> [DOCUMENT SECTION]:
────────────────────
Exploration Of Pathogenic Loci Of Genetic Diseases And Research On A Kind Of High-dimensional Small Sample Problem

The application of high-dimensional small sample data is quite common in many fields,such as bioinformatics.However,there is very little research on this kind of problem compared with that on the ‘big data’.Research on high-dimensional small sample data problem often requires a combination of relevant theoretical backgrounds.The thesis provides general ideas for the study of high-dimensional small sample problems by exploring the pathogenic loci of genetic diseases.The thesis is divided into three parts to explore the relationship between genetic loci and genetic diseases.In the first part,we use known disease information to explore the pathogenic loci,which is actually about feature selection.The thesis uses filter method(chi-square test and information gain),wrapped method(logistic stepwise regression)and embedded method(LASSO regression and random forest)for feature selection.The "voting" method is used to fuse several methods to produce the final feature selection results.In the second part,we try to use the selected features to build a prediction model for the prediction of disease.We first propose a numerical simulation method based on "crossover" and "mutation" to expand sample.Then we establish logistic regression model,random forest model and adaptive neural network model.The results show that the prediction performance of random forest and adaptive neural network is better.The third part is about how to determine the pathogenesis using multiple traits related to genetic diseases.This part is important in the absence of disease information or other sample tags.A common method for studying this type of problem is canonical correlation analysis.Considering that the relationship between the genetic locus and the trait may be non-linear,we introduce the KCCA algorithm for improvement.The results show that when the sample label is unknown,we can introduce other related variables and select feature by examining the degree of correlation,linear or non-linear,between each feature and these variables.
────────────────────
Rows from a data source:
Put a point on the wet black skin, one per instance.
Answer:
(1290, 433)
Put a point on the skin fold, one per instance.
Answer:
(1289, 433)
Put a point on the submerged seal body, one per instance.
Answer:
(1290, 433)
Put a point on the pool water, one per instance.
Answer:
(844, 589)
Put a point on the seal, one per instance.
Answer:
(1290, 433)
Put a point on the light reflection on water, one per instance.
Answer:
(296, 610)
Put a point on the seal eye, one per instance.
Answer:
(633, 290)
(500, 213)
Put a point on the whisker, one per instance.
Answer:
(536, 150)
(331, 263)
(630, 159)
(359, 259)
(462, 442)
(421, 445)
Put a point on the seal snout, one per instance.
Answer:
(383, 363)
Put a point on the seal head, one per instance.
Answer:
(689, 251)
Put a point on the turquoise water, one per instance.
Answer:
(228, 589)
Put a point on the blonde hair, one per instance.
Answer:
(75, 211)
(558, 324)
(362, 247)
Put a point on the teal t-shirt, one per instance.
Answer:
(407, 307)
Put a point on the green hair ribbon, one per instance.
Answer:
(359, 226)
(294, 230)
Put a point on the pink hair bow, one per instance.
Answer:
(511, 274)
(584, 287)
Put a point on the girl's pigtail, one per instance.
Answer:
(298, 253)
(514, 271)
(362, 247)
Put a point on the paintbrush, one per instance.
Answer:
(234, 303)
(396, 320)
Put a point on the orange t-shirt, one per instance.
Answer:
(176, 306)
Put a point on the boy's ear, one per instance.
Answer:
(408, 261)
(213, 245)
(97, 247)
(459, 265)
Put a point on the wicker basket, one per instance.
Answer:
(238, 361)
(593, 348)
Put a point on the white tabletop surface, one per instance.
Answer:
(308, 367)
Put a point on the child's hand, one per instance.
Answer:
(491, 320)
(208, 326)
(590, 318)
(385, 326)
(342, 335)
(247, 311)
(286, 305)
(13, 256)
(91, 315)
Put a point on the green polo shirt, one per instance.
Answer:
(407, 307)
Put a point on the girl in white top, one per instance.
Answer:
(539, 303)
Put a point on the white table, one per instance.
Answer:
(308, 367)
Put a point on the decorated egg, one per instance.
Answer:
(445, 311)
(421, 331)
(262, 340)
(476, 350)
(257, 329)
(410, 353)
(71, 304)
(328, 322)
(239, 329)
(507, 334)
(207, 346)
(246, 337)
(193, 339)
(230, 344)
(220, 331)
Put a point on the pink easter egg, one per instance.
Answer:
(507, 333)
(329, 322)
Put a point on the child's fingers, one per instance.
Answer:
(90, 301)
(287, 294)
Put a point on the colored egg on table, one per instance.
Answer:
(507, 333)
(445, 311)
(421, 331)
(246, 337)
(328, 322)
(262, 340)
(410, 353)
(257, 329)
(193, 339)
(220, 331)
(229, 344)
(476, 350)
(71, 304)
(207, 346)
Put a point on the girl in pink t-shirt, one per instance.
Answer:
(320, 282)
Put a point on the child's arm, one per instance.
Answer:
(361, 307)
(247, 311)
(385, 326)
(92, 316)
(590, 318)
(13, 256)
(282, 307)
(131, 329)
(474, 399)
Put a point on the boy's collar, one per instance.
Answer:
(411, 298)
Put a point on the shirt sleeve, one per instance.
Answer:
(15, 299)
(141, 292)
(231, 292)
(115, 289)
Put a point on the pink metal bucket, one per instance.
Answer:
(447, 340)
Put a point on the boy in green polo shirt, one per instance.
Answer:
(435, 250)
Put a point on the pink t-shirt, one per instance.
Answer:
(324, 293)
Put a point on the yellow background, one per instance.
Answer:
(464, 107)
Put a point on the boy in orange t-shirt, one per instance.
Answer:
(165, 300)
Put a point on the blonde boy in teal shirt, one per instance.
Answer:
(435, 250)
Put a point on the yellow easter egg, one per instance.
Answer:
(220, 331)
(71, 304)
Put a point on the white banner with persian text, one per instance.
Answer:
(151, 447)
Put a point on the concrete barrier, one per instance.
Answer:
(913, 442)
────────────────────
> [PROBLEM TO WORK ON]: List every specific method the abstract on pathogenic loci of genetic diseases names for feature selection in its first part. Answer from the text alone; the rows are not needed.

> [WRITTEN ANSWER]:
- Chi-square test
- Information gain
- Logistic stepwise regression
- LASSO regression
- Random forest